Es ist eigentlich gar kein Paradoxon, sondern bloß ein rhetorisches Konstrukt, das uns zu Assoziationen verleitet, die von der dargestellten Situation gar nicht ableitbar wären, würden wir aufmerksam zuhören. Doch das tun wir nicht. Denn was beschreibt Zenon?
1. Etappe: Achilles startet von Punkt 1 (der Startlinie) und läuft zu Punkt 2, dem Ort, an dem die Schildkröte sich befand, als er von Punkt 1 startete.
2. Etappe: Ohne anzuhalten oder seine Geschwindigkeit zu mindern, läuft er von Punkt 2 weiter zu Punkt 3, dem Ort, an dem die Schildkröte sich befand, als Achilles Punkt 2 erreichte.
3. Etappe: Wieder ohne anzuhalten oder langsamer zu werden, läuft Achilles weiter von Punkt 3 zu Punkt 4, dem Ort, an dem die Schildkröte sich befand, als er Punkt 3 erreichte. Und so weiter, und so fort …
Jede Etappe ist kürzer als die vorangegangene. Irgendwann sind sie so kurz, dass sie gegen null gehen. Das bedeutet: Bevor Achilles eine neue Etappe starten kann, hat er den nächsten Etappenpunkt bereits erreicht. Achilles überholt die Schildkröte also nicht deshalb nicht, weil es ihm aus irgendeinem Grund nicht möglich ist, sondern weil ab einem gewissen Punkt sein Etappenstart mit seinem Etappenziel verschmelzen.

Einträge zur Markierung von Bildpositionen
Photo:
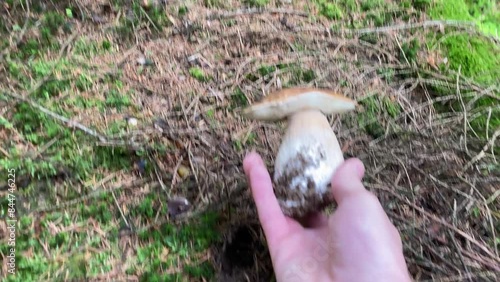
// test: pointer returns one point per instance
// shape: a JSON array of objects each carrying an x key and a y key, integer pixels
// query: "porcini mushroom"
[{"x": 309, "y": 153}]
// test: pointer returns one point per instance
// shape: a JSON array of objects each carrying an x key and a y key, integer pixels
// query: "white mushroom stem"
[{"x": 309, "y": 147}]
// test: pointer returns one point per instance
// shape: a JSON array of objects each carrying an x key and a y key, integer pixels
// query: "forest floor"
[{"x": 113, "y": 113}]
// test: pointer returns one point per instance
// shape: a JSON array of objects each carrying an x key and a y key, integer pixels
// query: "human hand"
[{"x": 357, "y": 243}]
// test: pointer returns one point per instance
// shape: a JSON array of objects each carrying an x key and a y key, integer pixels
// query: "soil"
[{"x": 434, "y": 183}]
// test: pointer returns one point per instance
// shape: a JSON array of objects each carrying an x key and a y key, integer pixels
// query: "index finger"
[{"x": 271, "y": 217}]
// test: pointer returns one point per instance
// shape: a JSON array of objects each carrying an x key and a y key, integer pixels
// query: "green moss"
[
  {"x": 476, "y": 57},
  {"x": 367, "y": 5},
  {"x": 256, "y": 3},
  {"x": 482, "y": 12},
  {"x": 331, "y": 10}
]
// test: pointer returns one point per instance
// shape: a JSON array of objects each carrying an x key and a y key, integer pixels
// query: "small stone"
[
  {"x": 132, "y": 121},
  {"x": 183, "y": 171}
]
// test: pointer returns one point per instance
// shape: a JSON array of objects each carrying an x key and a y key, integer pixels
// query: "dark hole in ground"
[{"x": 240, "y": 250}]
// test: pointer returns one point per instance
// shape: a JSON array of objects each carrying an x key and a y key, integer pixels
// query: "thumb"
[{"x": 346, "y": 181}]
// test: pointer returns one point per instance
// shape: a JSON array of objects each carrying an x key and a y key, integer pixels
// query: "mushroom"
[{"x": 309, "y": 153}]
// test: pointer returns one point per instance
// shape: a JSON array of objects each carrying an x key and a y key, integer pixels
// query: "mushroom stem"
[{"x": 308, "y": 155}]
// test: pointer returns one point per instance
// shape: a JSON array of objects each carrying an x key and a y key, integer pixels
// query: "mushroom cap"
[{"x": 283, "y": 103}]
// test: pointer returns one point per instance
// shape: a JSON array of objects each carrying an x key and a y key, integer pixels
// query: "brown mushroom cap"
[{"x": 283, "y": 103}]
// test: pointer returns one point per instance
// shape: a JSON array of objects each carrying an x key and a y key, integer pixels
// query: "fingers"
[
  {"x": 271, "y": 217},
  {"x": 346, "y": 181},
  {"x": 314, "y": 220}
]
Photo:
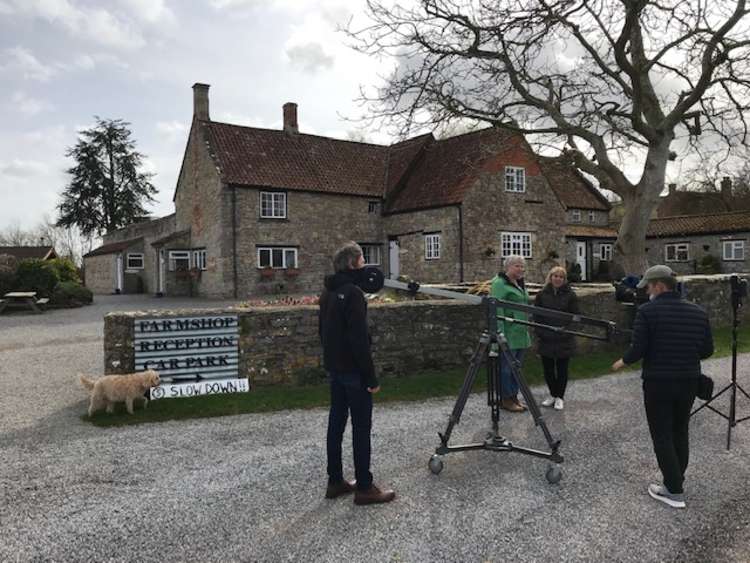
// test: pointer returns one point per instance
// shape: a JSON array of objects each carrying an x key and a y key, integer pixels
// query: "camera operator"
[
  {"x": 509, "y": 286},
  {"x": 671, "y": 336},
  {"x": 348, "y": 360}
]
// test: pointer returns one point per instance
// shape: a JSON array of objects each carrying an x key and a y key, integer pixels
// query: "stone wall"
[{"x": 281, "y": 345}]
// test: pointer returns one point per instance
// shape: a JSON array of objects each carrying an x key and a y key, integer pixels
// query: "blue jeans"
[
  {"x": 349, "y": 396},
  {"x": 508, "y": 383}
]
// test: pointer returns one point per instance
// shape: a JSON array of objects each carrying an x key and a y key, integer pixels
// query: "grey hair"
[
  {"x": 346, "y": 256},
  {"x": 513, "y": 259}
]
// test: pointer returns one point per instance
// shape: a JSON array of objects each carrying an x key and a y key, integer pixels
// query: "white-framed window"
[
  {"x": 678, "y": 252},
  {"x": 134, "y": 261},
  {"x": 515, "y": 179},
  {"x": 277, "y": 257},
  {"x": 513, "y": 243},
  {"x": 432, "y": 246},
  {"x": 273, "y": 205},
  {"x": 179, "y": 260},
  {"x": 199, "y": 259},
  {"x": 734, "y": 250},
  {"x": 371, "y": 253}
]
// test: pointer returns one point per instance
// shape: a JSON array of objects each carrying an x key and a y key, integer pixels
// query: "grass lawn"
[{"x": 413, "y": 388}]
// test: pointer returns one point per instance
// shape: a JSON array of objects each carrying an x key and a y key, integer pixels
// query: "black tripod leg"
[
  {"x": 480, "y": 354},
  {"x": 529, "y": 397}
]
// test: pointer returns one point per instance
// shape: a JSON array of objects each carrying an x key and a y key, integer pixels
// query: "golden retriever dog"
[{"x": 111, "y": 389}]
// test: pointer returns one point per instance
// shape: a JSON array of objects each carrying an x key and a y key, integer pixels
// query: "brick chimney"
[
  {"x": 726, "y": 186},
  {"x": 200, "y": 101},
  {"x": 290, "y": 118}
]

**Aufgaben**.
1. Beantworten Sie zum Text über Achilles und die Schildkröte folgende Fragen:
(a) Als was bezeichnet der Text das, was Zenon beschreibt, anstatt es ein Paradoxon zu nennen?
(b) Von welchem Punkt aus startet Achilles in der ersten Etappe?
(c) Wie verhält sich jede Etappe zur vorangegangenen?
2. Zeigen Sie jede Zeile aus den Eingabezeilen, in der die Zeichenfolge „mushroom“ vorkommt.

**Lösungen**.
1.
(a) Als bloß ein rhetorisches Konstrukt.
(b) Von Punkt 1, der Startlinie.
(c) Jede Etappe ist kürzer als die vorangegangene.

2.
// query: "porcini mushroom"
// query: "white mushroom stem"
// query: "mushroom"
// query: "mushroom stem"
// query: "mushroom cap"
// query: "brown mushroom cap"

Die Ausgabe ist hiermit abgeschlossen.